■ **DOCUMENTO**:

------------------------------------

Durante o período da cessão o devedor fica obrigado a, entre outras, informar o tribunal e o fiduciário sobre os seus rendimentos e património na forma e prazo que lhe for requisitado e informar o tribunal e o fiduciário de qualquer mudança de domicílio ou de condições de emprego, no prazo de 10 dias após a respetiva ocorrência, bem como, quando solicitado e dentro de igual prazo, sobre as diligências realizadas para a obtenção de emprego (alíneas a) e d), do n.º 4 do art.º 239.º).

Conforme resulta dos factos provados, o devedor, sem qualquer justificação, não remeteu ao fiduciário comprovativo da sua situação profissional e rendimentos auferidos, sendo que a carta enviada pelo Sr. Administrador da Insolvência, para o domicílio fixado nos autos, foi devolvida com a indicação de “mudou-se”, o mesmo sucedendo em relação à carta remetida pelo Tribunal, devolvida a fls. 184.

O que tudo leva a concluir que, sem qualquer justificação, não informou a mudança de domicílio e não forneceu informações comprovativas do cumprimento das suas obrigações e dos rendimentos auferidos, o que, nos termos do n.º 3 do artigo 243.º, determina a recusa antecipada da exoneração do passivo restante.

3.

Termos em que recuso antecipadamente a exoneração do passivo restante e, em consequência, declaro encerrado o respetivo incidente.

Notifique, publicite e registe nos termos previstos para o encerramento do processo de insolvência (art.º 247.º).

Não é devida tributação, atendendo ao facto de o processo de insolvência abranger o incidente da exoneração do passivo restante.

Custas a cargo do devedor nos termos do artigo 248.º, n.º 1, do Código da Insolvência e da Recuperação de Empresas.”.

Já depois de proferida esta decisão, veio o requerente informar da sua nova morada, cf. fl.s 203 v.º, referindo ser em Leirados do Sul, São Pedro do Sul, 3660-618 Sul.

Inconformado com a mesma, interpôs recurso o insolvente A ... ,ecurso, esse, admitido como de apelação, com subida imediata, nos próprios autos e com efeito devolutivo – (cf. despacho de fl.s 222), rematando as respectivas motivações, com as seguintes conclusões:

1 – O Tribunal “a quo” fez uma interpretação incorrecta do n.º 3 do artigo 243.º do CIRE.

------------------------------------

■ **MATERIAL FORNECIDO**:
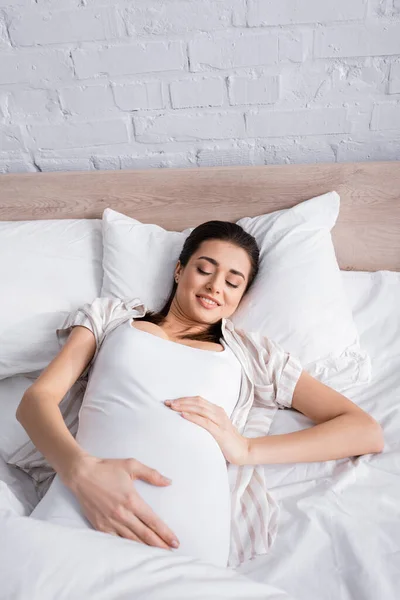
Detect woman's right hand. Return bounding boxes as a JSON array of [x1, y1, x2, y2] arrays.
[[63, 455, 179, 550]]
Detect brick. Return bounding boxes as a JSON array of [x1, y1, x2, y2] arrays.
[[337, 139, 400, 162], [371, 102, 400, 131], [265, 138, 336, 165], [121, 152, 196, 169], [228, 75, 279, 105], [112, 81, 165, 110], [59, 85, 118, 117], [9, 90, 62, 121], [280, 58, 387, 108], [0, 0, 35, 8], [389, 63, 400, 94], [0, 157, 36, 173], [314, 22, 400, 58], [93, 156, 121, 171], [189, 33, 278, 71], [197, 148, 264, 167], [0, 49, 73, 86], [9, 7, 122, 46], [0, 125, 24, 152], [35, 158, 93, 171], [72, 41, 186, 79], [0, 14, 11, 50], [246, 108, 351, 138], [134, 113, 244, 143], [248, 0, 366, 27], [28, 119, 129, 150], [279, 30, 313, 63], [169, 77, 225, 108], [0, 90, 9, 119], [125, 0, 241, 35]]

------------------------------------

■ **REQUISITOS DA TAREFA**:
1. Reescreva em forma de lista o parágrafo do documento que começa por "Durante o período da cessão", conservando os factos principais.
2. Resuma o documento em três frases.

■ **RESULTADOS DO EXERCÍCIO**:
1.
Durante o período da cessão, o devedor fica obrigado, entre outras coisas, a:
- informar o tribunal e o fiduciário sobre os seus rendimentos e património, na forma e no prazo que lhe forem requisitados;
- informar o tribunal e o fiduciário de qualquer mudança de domicílio ou de condições de emprego, no prazo de 10 dias após a ocorrência;
- quando solicitado, e no mesmo prazo, informar sobre as diligências realizadas para obter emprego.

Fundamento: alíneas a) e d) do n.º 4 do art.º 239.º.

2. Durante a cessão, o devedor tem de informar o tribunal e o fiduciário sobre os seus rendimentos e património e sobre qualquer mudança de domicílio ou de condições de emprego. Como o devedor, sem justificação, não enviou ao fiduciário comprovativos da sua situação profissional e dos rendimentos nem comunicou a mudança de domicílio, o tribunal recusou antecipadamente a exoneração do passivo restante e declarou encerrado o incidente. Depois da decisão, o requerente informou a sua nova morada e interpôs recurso, sustentando que o tribunal interpretou incorretamente o n.º 3 do artigo 243.º do CIRE.